[Extracted rows]
((

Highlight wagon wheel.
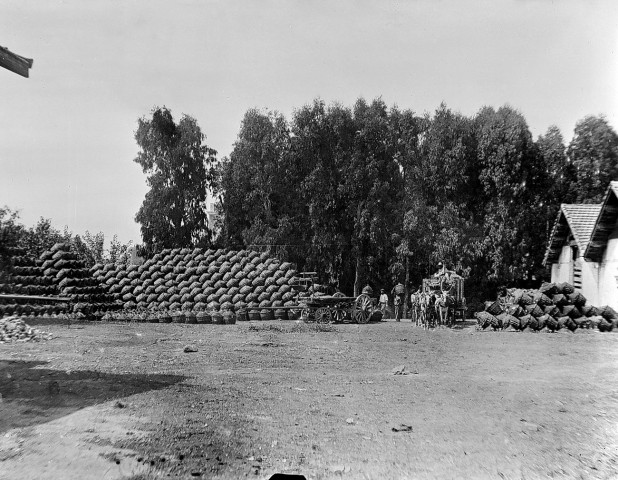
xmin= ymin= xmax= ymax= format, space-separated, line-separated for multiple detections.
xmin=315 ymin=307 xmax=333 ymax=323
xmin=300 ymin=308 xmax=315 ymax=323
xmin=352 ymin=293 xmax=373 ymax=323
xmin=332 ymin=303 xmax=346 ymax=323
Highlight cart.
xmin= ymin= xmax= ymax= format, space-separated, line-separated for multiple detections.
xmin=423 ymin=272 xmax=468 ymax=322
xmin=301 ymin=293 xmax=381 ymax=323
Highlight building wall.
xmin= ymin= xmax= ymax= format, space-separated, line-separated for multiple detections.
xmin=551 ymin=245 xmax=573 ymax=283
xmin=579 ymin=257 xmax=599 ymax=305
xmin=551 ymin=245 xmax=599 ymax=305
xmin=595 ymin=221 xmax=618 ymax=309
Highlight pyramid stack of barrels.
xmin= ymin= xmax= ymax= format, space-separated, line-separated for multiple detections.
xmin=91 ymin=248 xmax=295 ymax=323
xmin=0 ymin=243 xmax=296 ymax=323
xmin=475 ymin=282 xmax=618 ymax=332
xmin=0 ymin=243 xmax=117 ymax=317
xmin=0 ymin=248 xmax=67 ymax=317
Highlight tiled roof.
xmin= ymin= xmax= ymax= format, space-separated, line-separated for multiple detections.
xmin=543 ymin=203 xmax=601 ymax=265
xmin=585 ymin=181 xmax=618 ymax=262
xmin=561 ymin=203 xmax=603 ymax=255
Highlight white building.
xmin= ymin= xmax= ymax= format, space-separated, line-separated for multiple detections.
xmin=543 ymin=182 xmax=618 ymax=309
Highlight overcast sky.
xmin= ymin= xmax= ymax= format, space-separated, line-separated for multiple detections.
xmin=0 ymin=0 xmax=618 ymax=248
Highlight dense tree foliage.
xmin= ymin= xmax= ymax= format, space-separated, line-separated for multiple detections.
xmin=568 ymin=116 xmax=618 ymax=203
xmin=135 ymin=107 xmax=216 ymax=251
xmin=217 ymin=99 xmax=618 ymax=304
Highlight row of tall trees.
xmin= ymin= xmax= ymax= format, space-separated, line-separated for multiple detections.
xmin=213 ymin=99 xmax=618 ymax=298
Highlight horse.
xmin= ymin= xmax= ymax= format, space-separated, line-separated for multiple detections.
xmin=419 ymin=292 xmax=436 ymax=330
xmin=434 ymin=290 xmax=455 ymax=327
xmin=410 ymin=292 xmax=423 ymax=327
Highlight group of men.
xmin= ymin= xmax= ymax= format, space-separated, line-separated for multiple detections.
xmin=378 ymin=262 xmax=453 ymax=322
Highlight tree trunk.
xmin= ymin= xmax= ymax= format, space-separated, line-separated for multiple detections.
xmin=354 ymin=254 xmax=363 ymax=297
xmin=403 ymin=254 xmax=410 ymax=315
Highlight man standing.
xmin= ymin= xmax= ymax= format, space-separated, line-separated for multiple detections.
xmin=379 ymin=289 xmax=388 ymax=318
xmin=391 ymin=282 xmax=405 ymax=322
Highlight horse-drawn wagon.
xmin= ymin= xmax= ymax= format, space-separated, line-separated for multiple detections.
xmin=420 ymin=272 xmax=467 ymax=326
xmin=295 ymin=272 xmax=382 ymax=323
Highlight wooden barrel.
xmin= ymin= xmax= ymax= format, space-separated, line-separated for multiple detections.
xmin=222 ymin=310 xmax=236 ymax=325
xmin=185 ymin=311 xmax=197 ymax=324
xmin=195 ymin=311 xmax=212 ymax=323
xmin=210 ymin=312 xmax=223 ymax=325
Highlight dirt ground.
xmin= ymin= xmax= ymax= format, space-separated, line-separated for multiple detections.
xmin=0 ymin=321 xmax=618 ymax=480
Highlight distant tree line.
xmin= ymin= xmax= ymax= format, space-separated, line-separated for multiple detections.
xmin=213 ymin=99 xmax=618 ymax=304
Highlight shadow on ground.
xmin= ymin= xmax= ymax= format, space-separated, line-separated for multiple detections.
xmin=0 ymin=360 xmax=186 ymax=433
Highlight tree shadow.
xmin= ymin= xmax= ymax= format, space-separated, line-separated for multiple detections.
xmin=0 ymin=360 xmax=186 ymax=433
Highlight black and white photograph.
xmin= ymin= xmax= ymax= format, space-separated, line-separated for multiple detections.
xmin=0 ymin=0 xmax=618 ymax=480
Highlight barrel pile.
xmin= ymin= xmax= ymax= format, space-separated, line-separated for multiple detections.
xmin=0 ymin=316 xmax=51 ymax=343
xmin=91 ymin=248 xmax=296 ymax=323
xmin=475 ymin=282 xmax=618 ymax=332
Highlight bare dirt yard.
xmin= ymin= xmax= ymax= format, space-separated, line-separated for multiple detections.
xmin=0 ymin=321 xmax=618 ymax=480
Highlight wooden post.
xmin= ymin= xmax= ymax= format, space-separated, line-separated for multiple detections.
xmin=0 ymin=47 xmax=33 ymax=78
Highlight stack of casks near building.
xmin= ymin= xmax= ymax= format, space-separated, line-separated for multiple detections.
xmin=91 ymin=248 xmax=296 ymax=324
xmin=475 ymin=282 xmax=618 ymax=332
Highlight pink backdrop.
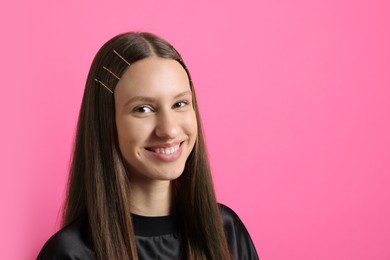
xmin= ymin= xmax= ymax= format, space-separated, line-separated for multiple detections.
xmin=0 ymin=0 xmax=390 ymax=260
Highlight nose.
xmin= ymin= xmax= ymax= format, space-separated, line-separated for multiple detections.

))

DESCRIPTION OF THE TASK –
Rescale the stretch from the start of the rows through the line containing "xmin=213 ymin=99 xmax=618 ymax=298", giving every line again with its requests. Multiply each bounding box coordinate in the answers by 1.85, round to whole numbers with halves going up, and leave the pictures out.

RESPONSE BELOW –
Highlight wagon wheel.
xmin= ymin= xmax= ymax= format, space-separated, line-separated for multiple detections.
xmin=583 ymin=568 xmax=616 ymax=598
xmin=555 ymin=570 xmax=583 ymax=598
xmin=651 ymin=542 xmax=690 ymax=598
xmin=614 ymin=561 xmax=640 ymax=598
Highlight cart.
xmin= ymin= xmax= ymax= format, space-separated, line-separated for multiple detections.
xmin=783 ymin=503 xmax=866 ymax=596
xmin=557 ymin=542 xmax=705 ymax=598
Highlight building wall.
xmin= ymin= xmax= ymax= format, space-separated, line-separated for multiple detections.
xmin=1019 ymin=453 xmax=1060 ymax=524
xmin=1071 ymin=475 xmax=1108 ymax=564
xmin=1019 ymin=453 xmax=1108 ymax=564
xmin=1101 ymin=409 xmax=1143 ymax=572
Highlight pyramid stack of barrels.
xmin= ymin= xmax= ymax= format, space-separated, line-separated for multiple detections.
xmin=168 ymin=459 xmax=546 ymax=598
xmin=0 ymin=450 xmax=548 ymax=598
xmin=879 ymin=522 xmax=1143 ymax=614
xmin=0 ymin=450 xmax=216 ymax=586
xmin=0 ymin=459 xmax=124 ymax=586
Highlight tiled roof.
xmin= ymin= xmax= ymax= format, space-separated, line-separated for multiple detections.
xmin=1005 ymin=376 xmax=1112 ymax=490
xmin=1082 ymin=335 xmax=1143 ymax=485
xmin=1038 ymin=376 xmax=1116 ymax=472
Highlight white building.
xmin= ymin= xmax= ymax= format, space-separated, line-separated for multiple detections.
xmin=1005 ymin=337 xmax=1143 ymax=572
Highlight overcast sky.
xmin= ymin= xmax= ymax= format, space-separated, line-separated for multiple detections.
xmin=0 ymin=0 xmax=1143 ymax=459
Highlight dense tree foliage.
xmin= ymin= xmax= ymax= format, space-separated, line-separated for multiple detections.
xmin=1051 ymin=215 xmax=1143 ymax=376
xmin=250 ymin=198 xmax=400 ymax=464
xmin=401 ymin=183 xmax=1143 ymax=562
Highlight row of tall trees.
xmin= ymin= xmax= ymax= format, space-separated, line-separated for multiple detections.
xmin=394 ymin=183 xmax=1143 ymax=551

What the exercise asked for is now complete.